(Region pointing data)
^^^^^^^^^^^^^^^^

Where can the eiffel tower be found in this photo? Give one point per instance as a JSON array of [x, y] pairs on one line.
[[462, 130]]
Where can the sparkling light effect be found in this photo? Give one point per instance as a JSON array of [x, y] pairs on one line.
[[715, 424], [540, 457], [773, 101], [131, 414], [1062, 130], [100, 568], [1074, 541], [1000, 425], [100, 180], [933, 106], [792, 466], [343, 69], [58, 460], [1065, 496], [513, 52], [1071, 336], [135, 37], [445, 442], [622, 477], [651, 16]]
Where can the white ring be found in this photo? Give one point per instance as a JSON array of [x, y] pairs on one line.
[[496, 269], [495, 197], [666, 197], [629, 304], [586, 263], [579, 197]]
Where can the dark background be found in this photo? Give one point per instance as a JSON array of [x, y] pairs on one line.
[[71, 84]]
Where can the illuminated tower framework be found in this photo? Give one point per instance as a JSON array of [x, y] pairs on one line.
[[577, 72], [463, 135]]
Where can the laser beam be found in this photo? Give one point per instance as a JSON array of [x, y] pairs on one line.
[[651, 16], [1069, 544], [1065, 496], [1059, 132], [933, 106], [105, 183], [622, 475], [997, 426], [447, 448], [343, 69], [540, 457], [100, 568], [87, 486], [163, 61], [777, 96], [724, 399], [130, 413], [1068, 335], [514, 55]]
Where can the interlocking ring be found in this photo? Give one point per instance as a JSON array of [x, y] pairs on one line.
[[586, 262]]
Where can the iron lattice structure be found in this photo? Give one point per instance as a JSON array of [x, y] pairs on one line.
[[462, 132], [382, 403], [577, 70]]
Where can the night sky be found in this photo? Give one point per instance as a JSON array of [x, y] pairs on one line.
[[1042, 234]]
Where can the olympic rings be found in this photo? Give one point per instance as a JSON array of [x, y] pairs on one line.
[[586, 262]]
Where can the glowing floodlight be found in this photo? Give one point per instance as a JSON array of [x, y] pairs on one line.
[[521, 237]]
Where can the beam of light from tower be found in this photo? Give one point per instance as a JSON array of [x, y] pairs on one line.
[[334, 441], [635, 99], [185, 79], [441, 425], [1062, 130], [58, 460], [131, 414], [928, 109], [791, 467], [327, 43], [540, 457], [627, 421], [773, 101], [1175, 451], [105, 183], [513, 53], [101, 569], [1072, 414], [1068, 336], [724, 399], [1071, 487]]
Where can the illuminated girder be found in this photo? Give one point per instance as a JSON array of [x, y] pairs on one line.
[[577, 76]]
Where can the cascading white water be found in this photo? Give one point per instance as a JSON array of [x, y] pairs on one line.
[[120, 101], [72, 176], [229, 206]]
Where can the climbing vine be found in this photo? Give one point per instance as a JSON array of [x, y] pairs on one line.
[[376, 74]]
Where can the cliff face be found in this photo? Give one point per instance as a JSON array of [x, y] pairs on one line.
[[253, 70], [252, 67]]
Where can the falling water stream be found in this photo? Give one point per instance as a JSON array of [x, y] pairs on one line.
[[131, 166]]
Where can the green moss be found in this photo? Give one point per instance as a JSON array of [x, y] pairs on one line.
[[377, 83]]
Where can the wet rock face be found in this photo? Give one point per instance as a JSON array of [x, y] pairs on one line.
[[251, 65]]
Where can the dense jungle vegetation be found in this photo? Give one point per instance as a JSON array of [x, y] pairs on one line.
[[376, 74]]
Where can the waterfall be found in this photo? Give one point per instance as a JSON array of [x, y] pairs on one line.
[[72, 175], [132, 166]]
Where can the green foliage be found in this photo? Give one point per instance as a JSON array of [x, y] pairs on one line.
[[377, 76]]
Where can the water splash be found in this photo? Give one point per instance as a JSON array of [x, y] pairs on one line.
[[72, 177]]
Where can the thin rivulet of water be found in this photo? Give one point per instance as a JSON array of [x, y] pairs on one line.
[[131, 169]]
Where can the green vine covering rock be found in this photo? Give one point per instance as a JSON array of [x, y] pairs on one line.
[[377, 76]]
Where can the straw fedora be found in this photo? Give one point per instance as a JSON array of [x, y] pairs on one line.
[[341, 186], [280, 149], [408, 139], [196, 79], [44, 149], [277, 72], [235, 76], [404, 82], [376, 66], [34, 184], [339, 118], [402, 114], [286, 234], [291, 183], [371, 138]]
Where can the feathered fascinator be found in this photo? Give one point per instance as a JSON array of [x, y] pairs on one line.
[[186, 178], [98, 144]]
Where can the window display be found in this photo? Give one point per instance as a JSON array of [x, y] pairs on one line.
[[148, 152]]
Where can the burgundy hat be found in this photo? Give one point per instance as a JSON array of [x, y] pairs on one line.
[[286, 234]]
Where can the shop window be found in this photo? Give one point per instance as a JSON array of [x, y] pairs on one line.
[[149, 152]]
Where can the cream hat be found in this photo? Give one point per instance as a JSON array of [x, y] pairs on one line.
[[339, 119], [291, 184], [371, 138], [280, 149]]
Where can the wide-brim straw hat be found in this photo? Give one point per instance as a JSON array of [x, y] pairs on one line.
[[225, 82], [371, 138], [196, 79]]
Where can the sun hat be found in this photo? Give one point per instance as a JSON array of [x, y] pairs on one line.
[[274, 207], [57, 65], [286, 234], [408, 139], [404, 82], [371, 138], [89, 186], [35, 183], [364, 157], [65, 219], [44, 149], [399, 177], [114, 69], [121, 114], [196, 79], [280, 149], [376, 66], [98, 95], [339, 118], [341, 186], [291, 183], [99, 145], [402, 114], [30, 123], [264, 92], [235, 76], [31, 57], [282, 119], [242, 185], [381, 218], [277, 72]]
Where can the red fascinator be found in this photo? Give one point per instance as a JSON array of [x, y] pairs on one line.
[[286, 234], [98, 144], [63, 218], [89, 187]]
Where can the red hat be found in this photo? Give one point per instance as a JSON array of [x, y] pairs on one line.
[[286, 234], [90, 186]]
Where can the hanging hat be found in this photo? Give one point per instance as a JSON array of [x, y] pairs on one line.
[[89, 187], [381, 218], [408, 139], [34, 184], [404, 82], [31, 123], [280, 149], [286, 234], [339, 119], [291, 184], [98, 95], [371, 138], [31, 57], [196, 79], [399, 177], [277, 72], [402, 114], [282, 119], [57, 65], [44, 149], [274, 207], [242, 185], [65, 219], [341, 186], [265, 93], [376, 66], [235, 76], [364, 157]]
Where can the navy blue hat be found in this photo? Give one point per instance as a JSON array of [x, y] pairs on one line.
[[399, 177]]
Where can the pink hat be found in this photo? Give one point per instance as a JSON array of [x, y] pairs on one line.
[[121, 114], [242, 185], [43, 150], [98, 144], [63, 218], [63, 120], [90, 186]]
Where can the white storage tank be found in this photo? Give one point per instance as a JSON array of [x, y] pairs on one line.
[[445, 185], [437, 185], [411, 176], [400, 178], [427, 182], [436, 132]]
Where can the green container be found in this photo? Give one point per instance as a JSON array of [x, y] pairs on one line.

^^^^^^^^^^^^^^^^

What to do
Reproduce the entries so that each line reads exactly as it did before.

Answer box
Where can the eiffel tower be found in this photo? Give one point per instance as a JSON array of [x, y] pairs on one line.
[[462, 130]]
Where can the sparkling light effect be found in this photo? Give one point per instance as a JSON array of [x, y] pairs on one line.
[[715, 424], [540, 457], [773, 101], [131, 414], [1062, 130], [100, 568], [1074, 541], [1000, 425], [100, 180], [933, 106], [792, 466], [343, 69], [58, 460], [1065, 496], [513, 52], [1071, 336], [135, 37], [445, 442], [622, 477], [651, 16]]
Where can the white ring be found in this photo? Give one point per instance as a JSON array of [x, y] pairs on one line.
[[496, 269], [495, 197], [666, 197], [629, 304], [586, 263], [579, 197]]
Where can the dark background be found in this photo? Give one point per instance as a JSON array of [x, y] pairs on one line.
[[71, 84]]
Where can the illuminated tower framework be found in this photo? Give one point per instance as a JSON array of [x, y] pairs on one line.
[[577, 72], [463, 135]]
Where can the laser beam be found in this photo? Give one point per instance as a JSON array of [x, y] pairs on one line.
[[651, 16], [1069, 544], [1065, 496], [1059, 132], [933, 106], [105, 183], [622, 475], [997, 426], [447, 448], [343, 69], [540, 457], [100, 568], [87, 486], [163, 61], [777, 96], [724, 399], [130, 413], [1068, 335], [514, 55]]
Where can the interlocking ring be found in this photo? Give one point per instance as a JSON array of [x, y] pairs on one line.
[[586, 262]]
Where can the iron lattice structure be found in this photo? Give one point per instance as a JSON array of [x, y] pairs on one line.
[[462, 132], [382, 403], [577, 70]]
Where can the night sky be found in this photo? Give one point per instance as a JSON array of [x, y] pairs on one line.
[[1042, 234]]
Where can the olympic rings be found in this photo? Give one point per instance as a JSON array of [x, y] pairs on one line.
[[586, 262]]
Where can the glowing floodlight be found in this photo? Give one point per instance as a JSON array of [x, y] pairs on one line.
[[521, 237]]
Where can the beam of light from tower be found in this photo? Give one point per instance as a JSON array of [x, y] pairs on one line.
[[334, 441], [635, 99], [185, 79], [441, 425], [1062, 130], [58, 460], [131, 414], [928, 109], [791, 467], [327, 43], [540, 457], [627, 421], [773, 101], [1175, 451], [105, 183], [513, 53], [101, 569], [1072, 414], [1068, 336], [724, 399], [1071, 487]]
Where can the illuminated girder be found in this photo? Give one point per instance as a JSON array of [x, y] pairs on one line.
[[577, 76]]
Where can the cascading white water be found in this photo? Give one point per instance as a JSON array of [x, y] pairs on one line.
[[120, 101], [72, 176], [229, 206]]
Where can the climbing vine be found in this photo? Give one point per instance as a JSON array of [x, y] pairs on one line.
[[376, 74]]
Where can the cliff face be found in this photo? Give one point per instance as a JSON array of [x, y] pairs on one line.
[[253, 70], [252, 67]]
Where can the falling water stream be found in this photo? Give one point per instance as a JSON array of [x, y] pairs on one line.
[[131, 166]]
Where can the green moss be found in this photo? Give one point per instance as a JSON array of [x, y] pairs on one line.
[[377, 83]]
Where can the wet rock face be found in this photo? Give one point per instance as a JSON array of [x, y] pairs on one line.
[[251, 65]]
Where can the dense jungle vegetation be found in this photo? Give one point per instance as a JSON array of [x, y] pairs on one line.
[[376, 74]]
Where can the waterfall be found in this photo? Give one point per instance as a JSON array of [x, y] pairs on one line.
[[72, 175], [132, 166]]
Where can the green foliage be found in this photo? Give one point per instance as a JSON array of [x, y] pairs on one line.
[[377, 76]]
Where can the water splash be found in this photo? Give one point per instance as a JSON array of [x, y] pairs on one line.
[[72, 177]]
Where can the thin rivulet of water be found in this photo? Give one point per instance as a JSON array of [x, y] pairs on one line.
[[131, 169]]
Where can the green vine covering rock be found in this photo? Give one point per instance as a JSON array of [x, y] pairs on one line.
[[377, 76]]
Where can the straw fedora be found in this photo? Give one point per instance as a JSON array of [x, y] pairs on one line.
[[341, 186], [280, 149], [408, 139], [196, 79], [44, 149], [277, 72], [235, 76], [404, 82], [376, 66], [34, 184], [339, 118], [402, 114], [286, 234], [291, 183], [371, 138]]
Where can the feathered fascinator be found in this photo? Give one point per instance as a JSON array of [x, y] pairs on one line.
[[186, 178], [98, 144]]
Where can the window display be found in this photo? Give one point per instance as a JSON array of [x, y] pairs on one line.
[[148, 152]]
Where can the burgundy hat be found in this photo? Give one point per instance as a JSON array of [x, y] pairs on one line.
[[286, 234]]
Where can the shop window be found in this photo? Give one point per instance as a JSON array of [x, y] pairs on one line.
[[149, 152]]
Where can the cream hat be found in this photo? Give one point per instance as a JSON array of [x, y] pairs on one line.
[[339, 119], [291, 184], [371, 138], [280, 149]]
Where can the wide-brim straw hat be found in this photo? Give one point per instance as a JSON array of [x, y] pairs on one line.
[[225, 82], [371, 138], [196, 79]]
Where can the sun hat be found in this photo? Give one point per instance as a JSON array of [x, y] pairs on one line.
[[274, 207], [57, 65], [286, 234], [408, 139], [404, 82], [371, 138], [89, 186], [35, 183], [364, 157], [65, 219], [44, 149], [399, 177], [114, 69], [121, 114], [196, 79], [280, 149], [376, 66], [98, 95], [339, 118], [341, 186], [291, 183], [99, 145], [402, 114], [30, 123], [264, 92], [235, 76], [31, 57], [282, 119], [242, 185], [381, 218], [277, 72]]
Where can the red fascinator be found in this photo? Give one point per instance as a JSON array of [x, y] pairs on one line.
[[286, 234], [98, 144], [63, 218], [89, 187]]
Where can the red hat be found in this photo? Give one point per instance as a JSON array of [x, y] pairs on one line.
[[286, 234], [90, 186]]
Where can the hanging hat be found in this photo? Give one point per instance as a JSON array of [x, y] pairs on one line.
[[89, 187], [381, 218], [408, 139], [34, 184], [404, 82], [31, 123], [280, 149], [286, 234], [339, 119], [291, 184], [98, 95], [371, 138], [31, 57], [196, 79], [399, 177], [277, 72], [402, 114], [282, 119], [57, 65], [44, 149], [274, 207], [242, 185], [65, 219], [341, 186], [265, 93], [376, 66], [235, 76], [364, 157]]
Where can the navy blue hat be found in this photo? Give one point per instance as a JSON array of [x, y] pairs on one line.
[[399, 177]]
Where can the pink hat be found in this photo? Give one point per instance as a JSON array of [x, y] pairs on one line.
[[121, 114], [242, 185], [43, 150], [98, 144], [63, 218], [63, 120], [90, 186]]
Where can the white storage tank be found in this photo? Give one point per instance as a JSON array of [x, y] pairs on one line.
[[445, 185], [437, 185], [411, 176], [400, 178], [427, 182], [436, 132]]
Where can the green container be found in this photo? Give one point per instance as a JSON array of [x, y] pairs on one line.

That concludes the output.